> [PROMPT A]: In the blog post about sharing a cancer diagnosis, what name did the writer give to the weariness that came from telling people the news?
> [PROMPT B]: For each statement, say whether it agrees with the blog post about sharing a cancer diagnosis, and quote the words that decide it: (i) The writer came across The Death Project through the WordPress Discovery feature. (ii) After the diagnosis, the writer was advised to speak on the subject. (iii) The boyfriend's post was titled What to say or not to say.
> [PROMPT C]: Extend the blog post about sharing a cancer diagnosis, continuing on from its final sentence.

> [EXERCISE TEXT]:
=-=-=

I was having a little browse through the WordPress Discovery feature and came across a blog called The Death Project. Now, I’m not into misery memoirs or the like, but good quality writing about handling the shitty stuff in life can be inspirational. Unexpectedly, what struck a very personal chord with me were not her words, but the blog written by her boyfriend. In his post What to say or not to say, he talks about his thought process as whether (or not) to blog on the subject. His concern? That some of his circle might feel he was giving them a slap about how they’d behaved/responded/handled this situation, whereas that was not his intention at all. He was hugely at pains to stress that if people had inadvertently got something wrong, he understood … because he’d done the same himself. But now that he knew different, he wanted to share that knowledge, so some small good could come out of this awful situation. By sharing that knowledge, maybe it would help someone else to react differently – and better – should they be so unlucky as to find themselves where he is now – loving someone with a terminal diagnosis.
For us human beings, we don’t handle this stuff well – death, disease, life-limitations that we can’t change. I know I haven’t in the past, even if I’ve subsequently learned to do a bit better with age and experience. And maybe it took for me to have my own challenging diagnosis to learn that lesson, whereas I could’ve learned it second-hand, if we weren’t so quick not to speak in case we cause upset or offence.
I had an opportunity to speak on this subject after my diagnosis, but was advised not to. That advice was correct, because no-one wanted to hear it, not even a crowd of people whose aim was to fundraise as an act of support to me. And yet … because I’m a natural carer, the one people come to when they want to be truly heard, I quickly suffered from what I called ‘telling fatigue’ whenever I shared the simple fact of my diagnosis. Too many people needed me to take care of how they felt about my getting cancer.

=-=-=

> [EXTRACTED ENTRIES]:

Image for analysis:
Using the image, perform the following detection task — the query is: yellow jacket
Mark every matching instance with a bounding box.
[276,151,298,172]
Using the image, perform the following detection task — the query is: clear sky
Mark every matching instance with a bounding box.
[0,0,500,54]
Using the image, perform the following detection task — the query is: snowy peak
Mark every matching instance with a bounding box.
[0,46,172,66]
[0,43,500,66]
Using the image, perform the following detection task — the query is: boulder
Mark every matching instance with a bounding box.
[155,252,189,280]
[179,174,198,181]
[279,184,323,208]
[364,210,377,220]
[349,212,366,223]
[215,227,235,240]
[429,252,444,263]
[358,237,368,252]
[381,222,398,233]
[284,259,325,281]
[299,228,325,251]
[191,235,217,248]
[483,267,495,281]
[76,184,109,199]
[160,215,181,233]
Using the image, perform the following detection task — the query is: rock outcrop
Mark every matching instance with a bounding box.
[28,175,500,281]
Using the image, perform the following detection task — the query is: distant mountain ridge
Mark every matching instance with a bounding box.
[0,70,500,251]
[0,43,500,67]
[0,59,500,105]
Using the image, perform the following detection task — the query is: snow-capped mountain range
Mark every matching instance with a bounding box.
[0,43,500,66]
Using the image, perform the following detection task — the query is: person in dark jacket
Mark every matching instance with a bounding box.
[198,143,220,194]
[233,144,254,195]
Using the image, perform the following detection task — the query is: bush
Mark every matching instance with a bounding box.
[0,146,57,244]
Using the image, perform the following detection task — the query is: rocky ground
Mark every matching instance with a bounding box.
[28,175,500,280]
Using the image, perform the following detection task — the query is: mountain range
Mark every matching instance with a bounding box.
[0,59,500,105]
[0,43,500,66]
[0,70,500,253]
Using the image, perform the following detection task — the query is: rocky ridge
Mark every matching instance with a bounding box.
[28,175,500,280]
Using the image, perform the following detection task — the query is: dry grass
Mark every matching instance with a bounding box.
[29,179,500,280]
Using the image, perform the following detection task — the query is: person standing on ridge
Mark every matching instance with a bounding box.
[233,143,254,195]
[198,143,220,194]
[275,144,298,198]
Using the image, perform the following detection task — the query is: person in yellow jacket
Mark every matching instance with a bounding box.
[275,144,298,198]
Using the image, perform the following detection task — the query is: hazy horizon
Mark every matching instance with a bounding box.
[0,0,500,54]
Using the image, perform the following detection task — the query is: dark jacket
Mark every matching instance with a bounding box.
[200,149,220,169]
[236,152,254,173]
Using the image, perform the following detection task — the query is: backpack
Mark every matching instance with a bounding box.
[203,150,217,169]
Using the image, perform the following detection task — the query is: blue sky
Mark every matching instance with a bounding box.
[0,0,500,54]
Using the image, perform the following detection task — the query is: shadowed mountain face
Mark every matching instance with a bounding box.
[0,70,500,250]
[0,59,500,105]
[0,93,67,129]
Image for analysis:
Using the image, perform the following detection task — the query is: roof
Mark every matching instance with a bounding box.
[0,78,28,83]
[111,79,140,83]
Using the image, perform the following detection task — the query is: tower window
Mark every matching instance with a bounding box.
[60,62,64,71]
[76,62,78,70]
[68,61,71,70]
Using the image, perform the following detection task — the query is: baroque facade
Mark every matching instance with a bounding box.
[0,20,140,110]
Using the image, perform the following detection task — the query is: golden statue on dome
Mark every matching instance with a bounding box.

=-=-=

> [ANSWER AREA A]: 'Telling fatigue'

> [ANSWER AREA B]:
(i) Yes: "I was having a little browse through the WordPress Discovery feature and came across a blog called The Death Project."
(ii) No: "I had an opportunity to speak on this subject after my diagnosis, but was advised not to."
(iii) Yes: "In his post What to say or not to say, he talks about his thought process as whether (or not) to blog on the subject."

> [ANSWER AREA C]:
At the end of my treatment, a hugely supportive relationship I’d been in ended very suddenly and unexpectedly, and I suffered with a massive emotional crash. Without an outlet for my overwhelming emotions, I took anti-depressants which numbed the pain somewhat, but the still-present grief led me to flounder about, making multiple poor decisions. I can live with the me that my decisions created, but that doesn’t mean I don’t wish I’d made different choices.
If I’d been a blogger then, if I’d been able to share my thoughts, my feelings, my discoverings and my learnings, without having to ‘hold’ the feelings and worries of others, I wonder if I’d feel different now. Reading these blogs and seeing the succour and support both these individuals receive, it occurs to me that a blogging outlet during that time could have provided me with a healthier emotional outcome. For one of the amazing things about this blogging world is the number of people providing support and understanding to those who need it. Most of them from a shared perspective, either by being in the same boat at the same time, or because they’re paying forward the support they’ve already received.
I guess what I’m saying is that blogging – even if you do so anonymously – could improve your mental health. And that’s not something I ever expected.